--- start of PAGE ---

The only surge that will last are big events, games, bar closing etc.


----------



## Smitty in the Lou

Yeah that makes sense because during St Pattys Day which was consequently my first day driving the Surges were not disappearing. Thanks a lot for the help.


----------



## JTTwentySeven

Donshonda said:


> ok ill bite...
> 
> Uber only surges areas because there aren't any drivers in that area. Newbies like yourself see that surge and think that its a high activity/ demand area. 99.9% of the time it is NOT. this accomplishes 2 things... 1: newbies chase the surge and end up spreading out, which is what Uber wants... better coverage. So yes, the surge disappears the moment you get there. 2: If someone wants a ride all of the sudden? they don't have to wait long because Poof!! you're close by now. It's totally a game that Uber uses to get us ants to spread out, instead of 10 Ubers on the same street.
> 
> My advice? get to know this forum. do some research on all the topics you have questions about. There's a wealth of knowledge here. and the occasional p*ssed off rants from other drivers.
> 
> Also? get to know your city/area. find out where and when people want to be, and put yourself in the right place at the right time... Sporting venue's and or concert venue's...


^^^ Exactly what they said here ^^^

If you want to get surge rides, don't chase after them. Take time and watch the map, and over time you'll see key areas that surge a lot more than others. You're job is to find those areas and if you happen to be in that area, stay in that area until it surges. Thus, you'll get surge rides.

For instance, my day time job is in a town where there are a LOT of corporate buildings. When you check the map towards the end of the day 4:30 - 6:30, yes you see a LOT of drivers in the area but the town is always surged. But the surge changes rapidly between 1.2x to 2.2x back to 1.6x within minutes. Know the area, and you'll get your surges if you plan it out well enough.


----------



## Fewber

Dear OP,

Thanks for reaching out.

--- end of PAGE ---
--- start of DATA EXCERPTS ---

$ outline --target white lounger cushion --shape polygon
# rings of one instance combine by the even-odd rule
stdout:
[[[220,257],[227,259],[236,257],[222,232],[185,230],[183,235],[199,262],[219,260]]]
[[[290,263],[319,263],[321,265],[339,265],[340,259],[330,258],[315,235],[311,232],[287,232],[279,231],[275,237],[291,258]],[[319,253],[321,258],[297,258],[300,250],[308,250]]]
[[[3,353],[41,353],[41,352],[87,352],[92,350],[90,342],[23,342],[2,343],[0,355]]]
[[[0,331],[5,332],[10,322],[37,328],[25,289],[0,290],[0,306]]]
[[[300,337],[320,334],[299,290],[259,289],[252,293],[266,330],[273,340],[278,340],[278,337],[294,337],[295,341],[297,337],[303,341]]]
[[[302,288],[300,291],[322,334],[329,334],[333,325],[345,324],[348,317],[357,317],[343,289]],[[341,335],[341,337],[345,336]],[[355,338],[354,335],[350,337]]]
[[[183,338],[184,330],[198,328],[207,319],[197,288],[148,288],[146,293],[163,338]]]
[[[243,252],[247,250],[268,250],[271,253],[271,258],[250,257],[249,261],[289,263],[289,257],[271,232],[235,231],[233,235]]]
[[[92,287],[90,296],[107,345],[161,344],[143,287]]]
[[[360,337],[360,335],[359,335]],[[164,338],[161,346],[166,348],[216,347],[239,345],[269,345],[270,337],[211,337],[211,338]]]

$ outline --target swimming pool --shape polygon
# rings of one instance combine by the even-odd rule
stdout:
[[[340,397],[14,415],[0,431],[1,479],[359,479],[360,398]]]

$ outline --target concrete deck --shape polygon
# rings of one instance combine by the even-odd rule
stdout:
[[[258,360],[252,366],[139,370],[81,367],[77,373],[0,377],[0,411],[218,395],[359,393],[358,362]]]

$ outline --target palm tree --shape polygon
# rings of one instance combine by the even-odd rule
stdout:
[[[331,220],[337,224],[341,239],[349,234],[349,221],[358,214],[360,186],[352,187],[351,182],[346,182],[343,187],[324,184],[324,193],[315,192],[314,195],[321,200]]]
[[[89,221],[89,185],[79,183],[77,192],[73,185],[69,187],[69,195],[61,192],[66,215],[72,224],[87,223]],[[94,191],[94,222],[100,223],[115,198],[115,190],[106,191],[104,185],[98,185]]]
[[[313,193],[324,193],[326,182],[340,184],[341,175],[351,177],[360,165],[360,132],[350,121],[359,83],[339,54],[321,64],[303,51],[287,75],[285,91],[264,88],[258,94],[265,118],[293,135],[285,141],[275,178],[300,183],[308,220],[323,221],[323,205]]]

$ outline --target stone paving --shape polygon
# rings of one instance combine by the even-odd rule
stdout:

--- end of DATA EXCERPTS ---

• [TASKS AND EXERCISES]:
1. Decide whether each statement agrees with the thread, answering yes or no and quoting the words of the thread that settle it: (a) Smitty in the Lou's first day of driving fell on St Patty's Day. (b) Donshonda claims that an area showing a surge is usually a high-demand area. (c) JTTwentySeven's daytime job is in a town with many corporate buildings.
2. In the thread, what end-of-day hours does JTTwentySeven give for checking the map in the corporate town?
Answer from the thread alone.

• [ANSWERS BELOW]:
1.
(a) Yes: "during St Pattys Day which was consequently my first day driving"
(b) No: "99.9% of the time it is NOT."
(c) Yes: "my day time job is in a town where there are a LOT of corporate buildings"

2. 4:30 - 6:30